Data excerpts
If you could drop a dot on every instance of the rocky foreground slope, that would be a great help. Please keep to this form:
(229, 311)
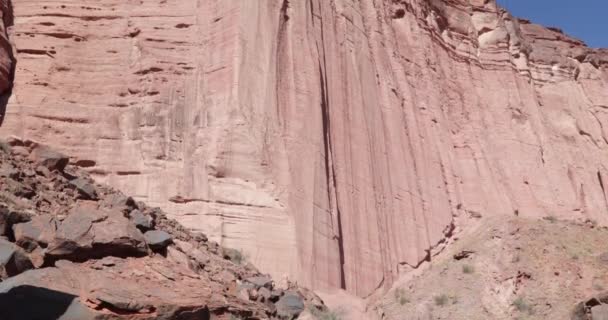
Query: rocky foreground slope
(72, 249)
(514, 268)
(334, 141)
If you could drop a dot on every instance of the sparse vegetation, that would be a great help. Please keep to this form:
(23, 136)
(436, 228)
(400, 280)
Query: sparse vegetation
(522, 305)
(325, 314)
(468, 269)
(441, 300)
(234, 255)
(401, 296)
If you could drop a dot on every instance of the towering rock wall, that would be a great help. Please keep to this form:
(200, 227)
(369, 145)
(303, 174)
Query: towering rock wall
(334, 141)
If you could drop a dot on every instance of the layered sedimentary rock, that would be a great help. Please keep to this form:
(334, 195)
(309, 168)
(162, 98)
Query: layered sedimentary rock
(334, 141)
(79, 250)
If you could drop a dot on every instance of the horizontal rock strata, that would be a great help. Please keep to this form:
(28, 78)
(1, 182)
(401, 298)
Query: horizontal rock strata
(334, 141)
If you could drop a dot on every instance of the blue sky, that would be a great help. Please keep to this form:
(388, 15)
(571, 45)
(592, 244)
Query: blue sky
(583, 19)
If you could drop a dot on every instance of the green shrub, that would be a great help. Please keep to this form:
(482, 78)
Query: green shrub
(522, 306)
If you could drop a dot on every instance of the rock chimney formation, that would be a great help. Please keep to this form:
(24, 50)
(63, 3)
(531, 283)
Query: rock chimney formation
(334, 141)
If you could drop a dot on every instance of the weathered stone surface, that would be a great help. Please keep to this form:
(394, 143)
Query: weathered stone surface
(48, 158)
(10, 217)
(261, 281)
(90, 233)
(40, 231)
(599, 312)
(290, 306)
(373, 125)
(85, 188)
(13, 260)
(141, 221)
(157, 239)
(90, 261)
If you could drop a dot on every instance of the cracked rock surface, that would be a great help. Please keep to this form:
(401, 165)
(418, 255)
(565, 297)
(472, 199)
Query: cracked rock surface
(74, 257)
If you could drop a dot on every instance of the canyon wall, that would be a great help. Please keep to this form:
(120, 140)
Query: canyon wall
(335, 141)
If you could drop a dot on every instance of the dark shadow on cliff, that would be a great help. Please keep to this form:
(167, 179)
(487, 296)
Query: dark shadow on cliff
(8, 20)
(34, 303)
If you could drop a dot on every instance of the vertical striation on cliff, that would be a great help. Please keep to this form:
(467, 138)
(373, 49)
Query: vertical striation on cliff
(334, 141)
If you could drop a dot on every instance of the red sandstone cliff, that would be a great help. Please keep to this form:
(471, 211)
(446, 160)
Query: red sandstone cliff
(337, 142)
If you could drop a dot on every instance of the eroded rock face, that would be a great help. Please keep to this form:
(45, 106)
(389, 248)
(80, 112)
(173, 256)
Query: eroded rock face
(334, 141)
(76, 258)
(6, 54)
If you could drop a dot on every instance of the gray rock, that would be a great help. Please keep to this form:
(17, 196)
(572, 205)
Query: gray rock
(9, 217)
(40, 231)
(85, 188)
(91, 233)
(141, 221)
(290, 305)
(599, 312)
(50, 159)
(13, 260)
(264, 294)
(120, 202)
(260, 281)
(158, 240)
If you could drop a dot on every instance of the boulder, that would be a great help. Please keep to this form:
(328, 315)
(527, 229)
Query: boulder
(141, 221)
(13, 260)
(84, 188)
(260, 281)
(158, 240)
(48, 158)
(38, 232)
(88, 233)
(8, 218)
(599, 312)
(290, 305)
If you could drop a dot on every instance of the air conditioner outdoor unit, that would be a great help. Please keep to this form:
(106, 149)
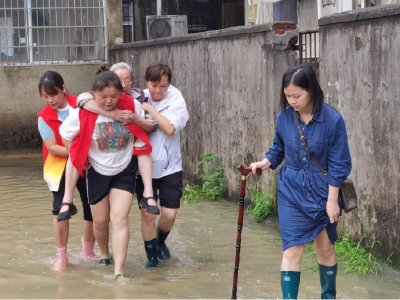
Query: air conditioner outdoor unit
(166, 26)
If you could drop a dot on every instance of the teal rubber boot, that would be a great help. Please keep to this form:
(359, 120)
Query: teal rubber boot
(162, 250)
(290, 281)
(151, 252)
(327, 276)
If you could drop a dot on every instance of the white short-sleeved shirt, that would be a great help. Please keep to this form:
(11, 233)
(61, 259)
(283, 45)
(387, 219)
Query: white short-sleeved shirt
(111, 145)
(167, 149)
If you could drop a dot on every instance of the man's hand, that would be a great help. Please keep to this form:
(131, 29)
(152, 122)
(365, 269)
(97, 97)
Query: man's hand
(87, 166)
(124, 116)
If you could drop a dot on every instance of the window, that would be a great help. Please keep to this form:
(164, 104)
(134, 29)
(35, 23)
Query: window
(129, 32)
(52, 32)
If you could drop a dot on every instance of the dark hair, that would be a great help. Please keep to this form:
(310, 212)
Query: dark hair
(304, 77)
(49, 82)
(155, 71)
(105, 78)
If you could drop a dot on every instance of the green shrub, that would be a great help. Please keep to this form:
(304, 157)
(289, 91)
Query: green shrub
(193, 193)
(263, 204)
(214, 185)
(356, 258)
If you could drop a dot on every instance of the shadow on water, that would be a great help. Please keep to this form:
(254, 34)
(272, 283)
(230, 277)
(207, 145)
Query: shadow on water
(202, 245)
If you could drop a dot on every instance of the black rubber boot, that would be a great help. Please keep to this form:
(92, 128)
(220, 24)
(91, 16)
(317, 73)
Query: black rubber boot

● **WORK TO COMPLETE**: Once a line of the records is found to contain "black", copy it out.

● **FINISHED EXERCISE**:
If you could drop a dot on every instance of the black rubber boot, that would be a great help. Please keep to this form:
Query: black rubber boot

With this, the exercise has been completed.